WHAT TO PRODUCE:
Every entry here needs to be repeated exactly.

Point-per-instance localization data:
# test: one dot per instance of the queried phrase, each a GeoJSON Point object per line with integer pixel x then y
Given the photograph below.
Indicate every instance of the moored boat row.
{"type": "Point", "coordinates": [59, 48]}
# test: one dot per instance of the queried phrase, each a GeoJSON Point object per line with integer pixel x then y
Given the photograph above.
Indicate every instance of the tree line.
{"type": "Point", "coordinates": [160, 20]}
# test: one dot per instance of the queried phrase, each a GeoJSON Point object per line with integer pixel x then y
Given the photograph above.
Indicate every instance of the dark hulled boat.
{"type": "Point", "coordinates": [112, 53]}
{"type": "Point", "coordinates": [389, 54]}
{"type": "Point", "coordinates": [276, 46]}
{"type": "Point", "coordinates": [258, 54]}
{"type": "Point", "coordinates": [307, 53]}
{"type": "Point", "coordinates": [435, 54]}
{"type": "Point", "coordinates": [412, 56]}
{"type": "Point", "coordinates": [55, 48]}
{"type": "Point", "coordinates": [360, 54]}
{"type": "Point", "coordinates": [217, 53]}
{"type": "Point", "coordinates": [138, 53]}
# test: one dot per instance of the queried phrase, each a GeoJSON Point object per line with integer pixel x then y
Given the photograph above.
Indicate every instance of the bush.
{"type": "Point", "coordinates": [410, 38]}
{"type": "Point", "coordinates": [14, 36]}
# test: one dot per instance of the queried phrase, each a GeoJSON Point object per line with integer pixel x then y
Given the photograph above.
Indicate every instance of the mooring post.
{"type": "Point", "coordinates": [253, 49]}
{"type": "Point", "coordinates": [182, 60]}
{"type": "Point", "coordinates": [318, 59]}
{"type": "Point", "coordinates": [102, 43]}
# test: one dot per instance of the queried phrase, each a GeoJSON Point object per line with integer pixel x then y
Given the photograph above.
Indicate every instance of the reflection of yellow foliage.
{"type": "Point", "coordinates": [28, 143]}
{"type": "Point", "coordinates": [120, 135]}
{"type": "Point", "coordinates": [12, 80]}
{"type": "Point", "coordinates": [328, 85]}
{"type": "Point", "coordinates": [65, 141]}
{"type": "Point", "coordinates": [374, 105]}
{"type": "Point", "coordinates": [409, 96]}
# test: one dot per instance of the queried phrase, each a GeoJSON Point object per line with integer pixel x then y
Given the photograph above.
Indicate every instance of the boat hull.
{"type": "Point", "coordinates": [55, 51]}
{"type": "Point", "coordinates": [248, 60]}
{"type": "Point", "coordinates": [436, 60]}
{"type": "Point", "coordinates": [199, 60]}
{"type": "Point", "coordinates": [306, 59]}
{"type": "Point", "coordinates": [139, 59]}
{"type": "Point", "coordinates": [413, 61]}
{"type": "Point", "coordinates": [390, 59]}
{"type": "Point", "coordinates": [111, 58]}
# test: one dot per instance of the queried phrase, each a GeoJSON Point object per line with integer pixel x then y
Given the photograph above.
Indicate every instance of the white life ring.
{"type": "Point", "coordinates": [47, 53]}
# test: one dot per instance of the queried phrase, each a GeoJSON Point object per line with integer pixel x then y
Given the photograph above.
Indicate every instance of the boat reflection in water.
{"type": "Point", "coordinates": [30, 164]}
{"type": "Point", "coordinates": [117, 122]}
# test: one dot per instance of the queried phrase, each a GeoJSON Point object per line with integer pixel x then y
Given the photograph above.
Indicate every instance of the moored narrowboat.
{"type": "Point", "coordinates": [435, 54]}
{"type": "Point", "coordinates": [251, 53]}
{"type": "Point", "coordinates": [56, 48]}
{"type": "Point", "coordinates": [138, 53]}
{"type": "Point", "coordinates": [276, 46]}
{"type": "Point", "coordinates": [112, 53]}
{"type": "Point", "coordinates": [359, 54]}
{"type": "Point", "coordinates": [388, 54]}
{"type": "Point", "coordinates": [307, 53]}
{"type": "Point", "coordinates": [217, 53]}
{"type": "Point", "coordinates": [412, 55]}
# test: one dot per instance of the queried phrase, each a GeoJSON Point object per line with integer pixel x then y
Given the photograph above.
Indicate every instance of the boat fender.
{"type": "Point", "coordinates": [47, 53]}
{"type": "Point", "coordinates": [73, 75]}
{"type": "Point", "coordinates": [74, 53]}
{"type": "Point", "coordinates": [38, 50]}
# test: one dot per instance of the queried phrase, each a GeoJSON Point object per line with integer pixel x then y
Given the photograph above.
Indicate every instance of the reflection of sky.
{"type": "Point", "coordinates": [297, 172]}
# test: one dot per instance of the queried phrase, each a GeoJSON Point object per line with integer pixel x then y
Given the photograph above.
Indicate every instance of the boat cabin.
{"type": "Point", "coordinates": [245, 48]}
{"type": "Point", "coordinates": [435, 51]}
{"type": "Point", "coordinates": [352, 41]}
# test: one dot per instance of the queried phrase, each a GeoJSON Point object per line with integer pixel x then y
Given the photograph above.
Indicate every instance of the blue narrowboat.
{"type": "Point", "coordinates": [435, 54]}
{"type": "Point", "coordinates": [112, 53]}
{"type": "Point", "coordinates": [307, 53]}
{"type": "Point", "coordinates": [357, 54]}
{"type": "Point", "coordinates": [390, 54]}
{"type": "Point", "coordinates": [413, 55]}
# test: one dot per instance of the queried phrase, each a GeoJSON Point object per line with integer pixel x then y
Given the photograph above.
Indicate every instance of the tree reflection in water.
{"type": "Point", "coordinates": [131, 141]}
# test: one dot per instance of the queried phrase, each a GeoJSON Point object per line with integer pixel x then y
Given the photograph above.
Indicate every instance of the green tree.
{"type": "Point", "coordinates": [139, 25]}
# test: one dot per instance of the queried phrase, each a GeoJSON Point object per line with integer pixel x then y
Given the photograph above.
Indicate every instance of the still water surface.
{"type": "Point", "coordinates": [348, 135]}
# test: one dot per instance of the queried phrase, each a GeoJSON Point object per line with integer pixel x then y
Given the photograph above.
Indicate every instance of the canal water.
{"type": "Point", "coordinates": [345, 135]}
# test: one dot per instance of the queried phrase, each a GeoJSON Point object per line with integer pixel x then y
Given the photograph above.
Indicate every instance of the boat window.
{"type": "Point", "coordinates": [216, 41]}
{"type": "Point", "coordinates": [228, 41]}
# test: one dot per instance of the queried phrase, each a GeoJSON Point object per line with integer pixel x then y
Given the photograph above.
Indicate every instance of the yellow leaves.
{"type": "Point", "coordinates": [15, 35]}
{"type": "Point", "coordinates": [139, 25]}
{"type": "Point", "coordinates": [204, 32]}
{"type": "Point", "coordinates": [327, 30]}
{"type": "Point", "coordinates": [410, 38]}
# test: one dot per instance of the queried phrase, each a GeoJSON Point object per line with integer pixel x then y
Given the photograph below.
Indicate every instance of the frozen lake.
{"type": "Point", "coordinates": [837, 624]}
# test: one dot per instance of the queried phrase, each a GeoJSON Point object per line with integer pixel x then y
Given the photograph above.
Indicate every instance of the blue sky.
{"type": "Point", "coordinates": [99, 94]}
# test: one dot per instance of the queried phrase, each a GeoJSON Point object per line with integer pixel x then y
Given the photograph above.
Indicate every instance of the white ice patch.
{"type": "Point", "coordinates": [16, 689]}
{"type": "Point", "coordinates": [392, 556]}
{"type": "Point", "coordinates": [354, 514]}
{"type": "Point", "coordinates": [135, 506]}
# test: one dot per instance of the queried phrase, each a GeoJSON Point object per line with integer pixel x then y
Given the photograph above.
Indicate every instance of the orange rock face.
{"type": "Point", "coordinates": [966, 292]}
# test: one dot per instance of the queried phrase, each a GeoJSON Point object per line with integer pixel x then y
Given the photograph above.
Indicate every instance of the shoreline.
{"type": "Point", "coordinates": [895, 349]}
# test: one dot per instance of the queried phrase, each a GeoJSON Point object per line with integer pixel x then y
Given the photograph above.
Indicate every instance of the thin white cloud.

WORKED SOLUTION:
# test: one dot per instance of the queried phrase, each a GeoJSON Point object per line with integer pixel x then y
Given the photograph below.
Indicate every instance of the moored boat row.
{"type": "Point", "coordinates": [59, 48]}
# test: one dot per instance of the queried phrase, each a GeoJSON Point object per line with integer pixel x then y
Given the photograph above.
Indicate every instance of the tree line.
{"type": "Point", "coordinates": [160, 20]}
# test: one dot per instance of the queried phrase, each a GeoJSON Point object per line with integer pixel x then y
Given the photograph above.
Indicate every instance of the dark hulled boat.
{"type": "Point", "coordinates": [112, 53]}
{"type": "Point", "coordinates": [389, 54]}
{"type": "Point", "coordinates": [276, 46]}
{"type": "Point", "coordinates": [258, 54]}
{"type": "Point", "coordinates": [307, 53]}
{"type": "Point", "coordinates": [435, 54]}
{"type": "Point", "coordinates": [412, 56]}
{"type": "Point", "coordinates": [55, 48]}
{"type": "Point", "coordinates": [360, 54]}
{"type": "Point", "coordinates": [217, 53]}
{"type": "Point", "coordinates": [138, 53]}
# test: one dot per instance of the queried phrase, each a GeoJSON Point object per line with integer pixel x then y
Given the photograph above.
Indicate every instance of the bush.
{"type": "Point", "coordinates": [410, 38]}
{"type": "Point", "coordinates": [14, 36]}
# test: one dot per instance of the queried phrase, each a GeoJSON Point object per line with integer pixel x then y
Given the photograph above.
Indicate every instance of the mooring post.
{"type": "Point", "coordinates": [253, 49]}
{"type": "Point", "coordinates": [182, 60]}
{"type": "Point", "coordinates": [318, 59]}
{"type": "Point", "coordinates": [102, 43]}
# test: one dot per instance of the queried phrase, each a GeoJSON Point object per line with integer pixel x then y
Given the photograph above.
Indicate every instance of the reflection of yellow foliage.
{"type": "Point", "coordinates": [28, 143]}
{"type": "Point", "coordinates": [120, 135]}
{"type": "Point", "coordinates": [12, 80]}
{"type": "Point", "coordinates": [328, 85]}
{"type": "Point", "coordinates": [65, 141]}
{"type": "Point", "coordinates": [374, 105]}
{"type": "Point", "coordinates": [409, 96]}
# test: one dot per instance of the queried phrase, each a GeoJSON Point object per line with integer pixel x then y
Given the photograph above.
Indicate every instance of the boat hull.
{"type": "Point", "coordinates": [55, 51]}
{"type": "Point", "coordinates": [248, 60]}
{"type": "Point", "coordinates": [436, 60]}
{"type": "Point", "coordinates": [199, 60]}
{"type": "Point", "coordinates": [306, 59]}
{"type": "Point", "coordinates": [139, 59]}
{"type": "Point", "coordinates": [413, 61]}
{"type": "Point", "coordinates": [390, 59]}
{"type": "Point", "coordinates": [111, 58]}
# test: one dot per instance of the queried phrase, each a GeoJSON Point object per line with integer pixel x then y
Given the photograph above.
Indicate every instance of the white life ring.
{"type": "Point", "coordinates": [47, 53]}
# test: one dot per instance of the queried phrase, each a GeoJSON Point object per line with integer pixel x then y
Given the photograph above.
Indicate every instance of the boat reflection in water.
{"type": "Point", "coordinates": [30, 164]}
{"type": "Point", "coordinates": [117, 122]}
# test: one dot per instance of the queried phrase, each a GeoJSON Point object per line with integer pixel x then y
Given the photograph above.
Indicate every instance of the moored narrowboat.
{"type": "Point", "coordinates": [435, 54]}
{"type": "Point", "coordinates": [251, 53]}
{"type": "Point", "coordinates": [56, 48]}
{"type": "Point", "coordinates": [138, 53]}
{"type": "Point", "coordinates": [276, 46]}
{"type": "Point", "coordinates": [112, 53]}
{"type": "Point", "coordinates": [359, 54]}
{"type": "Point", "coordinates": [388, 54]}
{"type": "Point", "coordinates": [307, 53]}
{"type": "Point", "coordinates": [217, 53]}
{"type": "Point", "coordinates": [412, 55]}
# test: one dot per instance of the queried phrase, each a GeoJSON Point object per line with integer pixel x then y
Given the photograph above.
Indicate every instance of the boat fender.
{"type": "Point", "coordinates": [47, 53]}
{"type": "Point", "coordinates": [73, 75]}
{"type": "Point", "coordinates": [74, 53]}
{"type": "Point", "coordinates": [38, 50]}
# test: one dot per instance of the queried phrase, each a GeoJSON Point object per line with integer pixel x then y
Given the photograph above.
Indicate every instance of the reflection of sky.
{"type": "Point", "coordinates": [297, 172]}
# test: one dot per instance of the queried phrase, each a GeoJSON Point object per line with integer pixel x then y
Given the photograph above.
Indicate every instance of the boat cabin.
{"type": "Point", "coordinates": [245, 48]}
{"type": "Point", "coordinates": [435, 51]}
{"type": "Point", "coordinates": [352, 41]}
# test: one dot per instance of the queried phrase, each a GeoJSON Point object per line with integer pixel x then y
Given the photograph above.
Indicate every instance of the blue narrowboat.
{"type": "Point", "coordinates": [435, 54]}
{"type": "Point", "coordinates": [112, 53]}
{"type": "Point", "coordinates": [307, 53]}
{"type": "Point", "coordinates": [357, 54]}
{"type": "Point", "coordinates": [390, 54]}
{"type": "Point", "coordinates": [413, 55]}
# test: one dot per instance of the queried phrase, each a GeoJSON Point object per line with integer pixel x then y
Given the photograph above.
Indicate every instance of the tree reflection in water.
{"type": "Point", "coordinates": [131, 141]}
# test: one dot per instance of the queried phrase, each a GeoJSON Point object per line with integer pixel x then y
Given the photograph above.
Indicate every instance of the green tree.
{"type": "Point", "coordinates": [139, 25]}
# test: one dot per instance of the queried phrase, each a GeoJSON Point object per line with integer pixel x then y
Given the photograph above.
Indicate every instance of the still water surface.
{"type": "Point", "coordinates": [348, 135]}
# test: one dot per instance of the queried phrase, each a GeoJSON Point object per line with integer pixel x then y
Given the photograph above.
Indicate every instance of the canal water.
{"type": "Point", "coordinates": [345, 135]}
# test: one dot per instance of the queried phrase, each a GeoJSON Point object per line with integer pixel x then y
Given the photograph above.
Indicate every instance of the boat window.
{"type": "Point", "coordinates": [216, 41]}
{"type": "Point", "coordinates": [228, 41]}
# test: one dot per instance of the queried phrase, each a GeoJSON Point object per line with integer pixel x then y
Given the photograph above.
Indicate every instance of the yellow leaves.
{"type": "Point", "coordinates": [15, 35]}
{"type": "Point", "coordinates": [139, 25]}
{"type": "Point", "coordinates": [204, 32]}
{"type": "Point", "coordinates": [327, 30]}
{"type": "Point", "coordinates": [410, 38]}
# test: one dot per instance of the queried phrase, each a GeoJSON Point object per line with integer pixel x then y
Given the photograph below.
Indicate every instance of the frozen lake.
{"type": "Point", "coordinates": [837, 624]}
# test: one dot per instance of the queried phrase, each a GeoJSON Point object per line with integer pixel x then y
Given the photograph above.
Indicate every instance of the blue sky.
{"type": "Point", "coordinates": [99, 94]}
# test: one dot per instance of the queried phrase, each a GeoJSON Point object per line with integer pixel x then y
Given the photograph above.
Indicate every instance of the white ice patch.
{"type": "Point", "coordinates": [16, 689]}
{"type": "Point", "coordinates": [392, 556]}
{"type": "Point", "coordinates": [354, 514]}
{"type": "Point", "coordinates": [135, 506]}
# test: one dot per instance of the queried phrase, each a GeoJSON Point object per line with integer pixel x then y
Given the photograph above.
Indicate every instance of the orange rock face.
{"type": "Point", "coordinates": [966, 292]}
# test: one dot per instance of the queried phrase, each a GeoJSON Point object per line with integer pixel x then y
Given the photograph above.
Indicate every instance of the shoreline.
{"type": "Point", "coordinates": [895, 349]}
# test: one dot per instance of the queried phrase, each a GeoJSON Point object per line with integer pixel x then y
Given the photograph above.
Indicate every instance of the thin white cloud.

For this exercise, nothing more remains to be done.